_Supplied records_:

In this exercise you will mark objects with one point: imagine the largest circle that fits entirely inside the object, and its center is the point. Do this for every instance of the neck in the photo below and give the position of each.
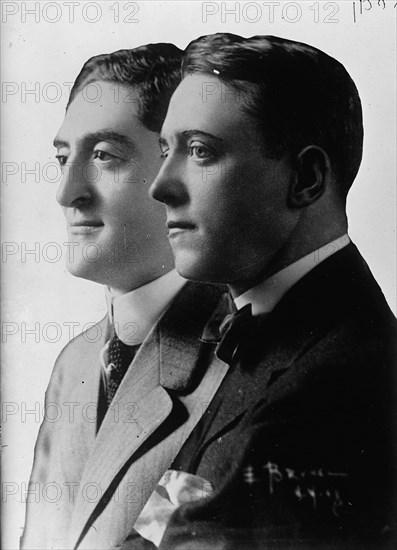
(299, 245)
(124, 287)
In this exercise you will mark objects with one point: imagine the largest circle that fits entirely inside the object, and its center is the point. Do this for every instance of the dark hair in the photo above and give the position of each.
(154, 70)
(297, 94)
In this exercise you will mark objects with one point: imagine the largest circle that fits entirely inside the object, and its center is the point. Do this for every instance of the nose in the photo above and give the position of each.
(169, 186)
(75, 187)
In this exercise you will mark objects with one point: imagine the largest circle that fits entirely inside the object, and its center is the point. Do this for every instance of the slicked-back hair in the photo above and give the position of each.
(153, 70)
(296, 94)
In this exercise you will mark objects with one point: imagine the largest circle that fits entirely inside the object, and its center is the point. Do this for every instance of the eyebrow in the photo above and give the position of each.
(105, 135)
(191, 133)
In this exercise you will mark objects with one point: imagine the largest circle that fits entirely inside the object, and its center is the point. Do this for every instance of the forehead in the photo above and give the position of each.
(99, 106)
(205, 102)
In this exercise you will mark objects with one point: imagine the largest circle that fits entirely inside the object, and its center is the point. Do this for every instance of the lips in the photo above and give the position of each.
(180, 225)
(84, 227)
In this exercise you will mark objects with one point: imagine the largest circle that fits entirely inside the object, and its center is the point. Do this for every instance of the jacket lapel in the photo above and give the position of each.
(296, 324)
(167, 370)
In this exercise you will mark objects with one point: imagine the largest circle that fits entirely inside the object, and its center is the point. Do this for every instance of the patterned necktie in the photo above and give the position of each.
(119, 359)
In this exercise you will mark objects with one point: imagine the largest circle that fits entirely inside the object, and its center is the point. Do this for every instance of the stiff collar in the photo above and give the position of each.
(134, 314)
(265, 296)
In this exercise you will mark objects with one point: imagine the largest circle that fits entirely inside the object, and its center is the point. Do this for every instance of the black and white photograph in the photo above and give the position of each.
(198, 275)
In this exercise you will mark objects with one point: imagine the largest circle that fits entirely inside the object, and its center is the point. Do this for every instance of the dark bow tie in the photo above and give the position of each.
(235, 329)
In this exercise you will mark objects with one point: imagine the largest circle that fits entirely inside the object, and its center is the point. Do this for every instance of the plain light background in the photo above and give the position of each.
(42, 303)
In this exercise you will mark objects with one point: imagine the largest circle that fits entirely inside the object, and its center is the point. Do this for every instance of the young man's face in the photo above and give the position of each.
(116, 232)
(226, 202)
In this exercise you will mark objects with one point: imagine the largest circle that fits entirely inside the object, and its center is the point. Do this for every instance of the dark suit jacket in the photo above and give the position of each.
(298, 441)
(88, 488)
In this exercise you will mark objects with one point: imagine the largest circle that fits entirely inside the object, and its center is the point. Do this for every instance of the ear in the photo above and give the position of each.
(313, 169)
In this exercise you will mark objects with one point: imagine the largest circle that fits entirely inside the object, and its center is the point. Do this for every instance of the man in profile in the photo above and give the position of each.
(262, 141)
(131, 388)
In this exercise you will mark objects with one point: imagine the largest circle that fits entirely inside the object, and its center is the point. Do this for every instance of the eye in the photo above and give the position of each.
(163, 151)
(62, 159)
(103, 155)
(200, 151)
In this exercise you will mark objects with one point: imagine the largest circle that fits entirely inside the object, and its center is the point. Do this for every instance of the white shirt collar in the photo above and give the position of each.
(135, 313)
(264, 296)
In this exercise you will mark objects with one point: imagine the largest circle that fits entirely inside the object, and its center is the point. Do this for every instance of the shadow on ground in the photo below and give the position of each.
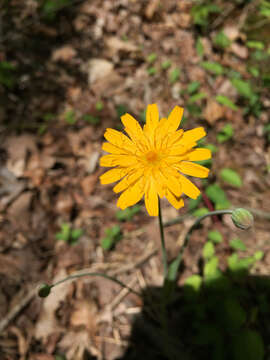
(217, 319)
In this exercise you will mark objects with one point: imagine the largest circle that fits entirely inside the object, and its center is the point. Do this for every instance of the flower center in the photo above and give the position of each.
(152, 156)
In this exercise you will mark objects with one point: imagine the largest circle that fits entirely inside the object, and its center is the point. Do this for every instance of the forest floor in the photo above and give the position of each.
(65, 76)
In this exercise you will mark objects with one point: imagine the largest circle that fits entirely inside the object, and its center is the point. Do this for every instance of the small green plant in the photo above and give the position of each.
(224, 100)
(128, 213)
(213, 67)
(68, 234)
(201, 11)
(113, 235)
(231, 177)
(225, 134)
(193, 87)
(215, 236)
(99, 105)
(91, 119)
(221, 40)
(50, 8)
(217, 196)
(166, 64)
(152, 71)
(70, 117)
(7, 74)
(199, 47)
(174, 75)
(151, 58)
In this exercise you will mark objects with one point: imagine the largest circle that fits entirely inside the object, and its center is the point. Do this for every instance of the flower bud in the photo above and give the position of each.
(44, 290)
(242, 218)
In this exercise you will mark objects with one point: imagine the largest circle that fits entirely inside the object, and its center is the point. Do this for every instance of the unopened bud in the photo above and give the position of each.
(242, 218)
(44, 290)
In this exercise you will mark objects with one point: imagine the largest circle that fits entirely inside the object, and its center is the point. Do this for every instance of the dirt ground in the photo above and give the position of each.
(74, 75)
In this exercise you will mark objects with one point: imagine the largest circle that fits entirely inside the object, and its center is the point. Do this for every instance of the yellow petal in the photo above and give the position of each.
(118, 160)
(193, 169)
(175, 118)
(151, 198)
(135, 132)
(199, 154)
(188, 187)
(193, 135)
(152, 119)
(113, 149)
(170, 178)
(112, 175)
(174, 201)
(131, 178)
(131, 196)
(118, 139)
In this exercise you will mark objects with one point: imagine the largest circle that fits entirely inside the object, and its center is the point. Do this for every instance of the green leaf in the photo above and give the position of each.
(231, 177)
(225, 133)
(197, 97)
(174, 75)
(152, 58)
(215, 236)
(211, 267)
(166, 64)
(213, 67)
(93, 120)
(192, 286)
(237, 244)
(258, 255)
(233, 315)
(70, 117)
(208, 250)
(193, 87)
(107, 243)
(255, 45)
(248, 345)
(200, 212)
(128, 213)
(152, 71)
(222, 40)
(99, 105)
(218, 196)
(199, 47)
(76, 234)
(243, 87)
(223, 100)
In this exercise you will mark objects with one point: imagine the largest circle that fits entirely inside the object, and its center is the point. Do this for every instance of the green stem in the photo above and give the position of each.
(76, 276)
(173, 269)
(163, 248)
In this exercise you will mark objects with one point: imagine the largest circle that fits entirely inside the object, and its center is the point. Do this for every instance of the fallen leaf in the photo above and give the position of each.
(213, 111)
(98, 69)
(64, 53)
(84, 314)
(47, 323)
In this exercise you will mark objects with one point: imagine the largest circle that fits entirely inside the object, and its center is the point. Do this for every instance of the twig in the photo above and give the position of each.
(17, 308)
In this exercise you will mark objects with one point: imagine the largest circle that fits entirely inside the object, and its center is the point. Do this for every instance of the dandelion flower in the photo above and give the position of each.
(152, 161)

_Task objective_: Go through the material above and print all of it exactly, except the pictures.

_Task output_:
In this exercise you will mark objects with one point: imagine the largest circle that fits entirely inside the object, and its center is the point. Do this for every instance of the neck in the photo below and give the position of each.
(299, 245)
(124, 287)
In this exercise you will mark objects with one point: imagine the largest circle that fits entirely inside the object, and its center is the point. Do this for every instance of the dark hair in the photo above and give the position of each.
(154, 70)
(297, 94)
In this exercise you will mark objects with one point: imagine the largest circle that fits entirely inside the object, and its center is the point. Do this for every instance of the nose in the photo above and give the position of each.
(169, 186)
(75, 187)
In this exercise you will mark objects with one point: imagine the largest circle that fits entirely inside the object, and its center is the point. Do this for every instance of the slicked-back hair in the photo above and give the position of each.
(153, 70)
(296, 94)
In this exercise you will mark objects with one point: imagine the largest circle that fits entirely inside the object, and its center is the point. Do this for every instance of the eyebrow in the photo above and give the position of each.
(105, 135)
(191, 133)
In this exercise you will mark objects with one point: imagine the largest circle that fits entirely inside the object, and its center is the point. Do this for every instance of the forehead in the photo above and give the position of each.
(99, 106)
(205, 102)
In this exercise you will mark objects with one point: imagine the largest circle that fits entirely inside the object, and its center is the point. Do this for every instance of the lips in the photo above and give the position of each.
(180, 225)
(84, 227)
In this exercise you will mark objects with one point: imagine the largest circle that fits entirely inside the object, and its center is the point. Do this for every instance of the jacket lapel in the photo above and give the position of each.
(296, 324)
(167, 370)
In this exercise you will mark objects with one point: imagine the largest circle that fits entirely inside the object, and its center is the point. Do this for every instance of the patterned necktie in the photo above and give the position of each.
(119, 359)
In this exercise you will mark objects with one point: imagine the largest circle that fits entirely inside the object, and its center is the point. Do this for every instance of the stiff collar in the photo above and give the position of each.
(134, 314)
(265, 296)
In this exercise you will mark objects with one point: imagine the largest circle that fits entirely inside the object, and its center is the point. Do this for every instance of the black and white photograph in the photo above and give the position of each.
(198, 275)
In this exercise you will mark objects with one point: imagine the largest circle that fits entirely inside the object, and its center is the point. Do this for every instance of the dark bow tie in the photo above and give the position of each.
(235, 329)
In this exercise you will mark objects with one point: imagine the largest circle that fits entirely inside the object, and its center is the point. Do this for every instance of the plain light background in the photo above and give the position of each.
(42, 303)
In this exercise you will mark objects with one point: imagine the largest circle that fits entirely inside the object, and its center is the point. Do this for every instance of the young man's face in the photo above and give the position of each.
(116, 232)
(226, 202)
In this exercise you will mark objects with one point: imagine the largest circle that fits entirely inside the object, and its center is the point. Do this for every instance of the dark suit jacket in the photo above and give the position of each.
(298, 441)
(88, 488)
In this exercise you will mark objects with one point: imagine the largest circle that fits entirely inside the object, and its center is the point. Do this for every instance of the ear in the photo above and give the position of each.
(313, 169)
In this exercise you will mark objects with one point: imagine the largest circle that fits entirely inside the object, and its center is the point. Do this for every instance of the man in profile in the photo above and give the position of each.
(262, 141)
(131, 388)
In this exercise you will mark objects with one point: imagine the largest circle that fits entirely inside the object, and its center is the point. Do this for every instance of the eye in the photo above and give the position of each.
(163, 151)
(62, 159)
(103, 155)
(200, 151)
In this exercise you will mark objects with one point: imagine the largest circle that fits entirely inside the object, and its center is the point. Do this for every instance of the white shirt collar in the photo above and give the position of each.
(135, 313)
(264, 296)
In this exercise you will mark objects with one point: imagine the largest circle that fits entirely inside the object, and its center is the point. Do this for every instance of the shadow on ground in the photo below and give the position of each.
(217, 319)
In this exercise you will mark objects with one point: imagine the largest circle that fits entirely inside the object, and its center is the point. Do this for every instance of the flower center in the photo above and give the position of each.
(152, 156)
In this exercise you will mark objects with one point: imagine the largest circle that fits entirely inside the object, and its center is the point. Do this for every instance of the forest floor in the photo above and give the position of each.
(65, 76)
In this exercise you will mark objects with one point: imagine the largest circle that fits entirely inside the object, and its center is the point. Do this for every instance of the small green plant in the photo above and give the position of each.
(224, 100)
(128, 213)
(213, 67)
(68, 234)
(201, 11)
(113, 235)
(231, 177)
(225, 134)
(193, 87)
(215, 236)
(99, 105)
(91, 119)
(221, 40)
(50, 8)
(217, 196)
(166, 64)
(152, 71)
(70, 117)
(7, 74)
(199, 47)
(174, 75)
(151, 58)
In this exercise you will mark objects with one point: imagine the largest circle that fits entirely inside the object, and its center is the point. Do this for every instance of the flower bud in the photo above and give the position of each.
(44, 290)
(242, 218)
In this exercise you will mark objects with one point: imagine the largest circle that fits entirely inside the object, and its center is the point. Do this for every instance of the unopened bud in the photo above and give the position of each.
(242, 218)
(44, 290)
In this exercise you will mark objects with one point: imagine the largest circle that fits entirely inside the object, and its center is the point. Do this for every instance of the dirt ground in the photo above and give the position of each.
(74, 75)
In this exercise you will mark objects with one point: imagine the largest circle that fits entirely inside the object, and its center is the point. Do this for every instance of the yellow petal in the photo above and give the position of each.
(118, 160)
(193, 169)
(175, 118)
(151, 198)
(135, 132)
(199, 154)
(188, 187)
(193, 135)
(152, 119)
(113, 149)
(170, 178)
(112, 175)
(174, 201)
(131, 178)
(131, 196)
(118, 139)
In this exercise you will mark objects with one point: imagine the largest circle that fits entirely inside the object, and its center is the point. Do this for every instance of the green leaf in the photo above and give the position of each.
(231, 177)
(225, 133)
(197, 97)
(174, 75)
(152, 58)
(215, 236)
(211, 267)
(166, 64)
(213, 67)
(93, 120)
(192, 286)
(237, 244)
(258, 255)
(233, 315)
(70, 117)
(208, 250)
(193, 87)
(107, 243)
(255, 45)
(248, 345)
(200, 212)
(128, 213)
(152, 71)
(222, 40)
(99, 105)
(218, 196)
(199, 47)
(76, 234)
(243, 87)
(223, 100)
In this exercise you will mark objects with one point: imagine the largest circle that fits entirely inside the object, and its center is the point. Do this for every instance of the green stem in the photo above and give the position of each.
(76, 276)
(173, 269)
(163, 248)
In this exercise you will mark objects with one point: imagine the largest circle that fits entirely inside the object, and its center is the point. Do this for every instance of the fallen leaf in the photo above and give the position of each.
(213, 111)
(98, 69)
(64, 53)
(84, 314)
(47, 323)
In this exercise you will mark objects with one point: imagine the largest circle that fits entirely inside the object, and its center is the point. Do this for every instance of the twig in the photo above and give the position of each.
(17, 308)
In this exercise you will mark objects with one point: imagine the largest circle that fits entirely inside the object, and its center is the point. Do this for every instance of the dandelion flower in the photo above and give the position of each.
(152, 161)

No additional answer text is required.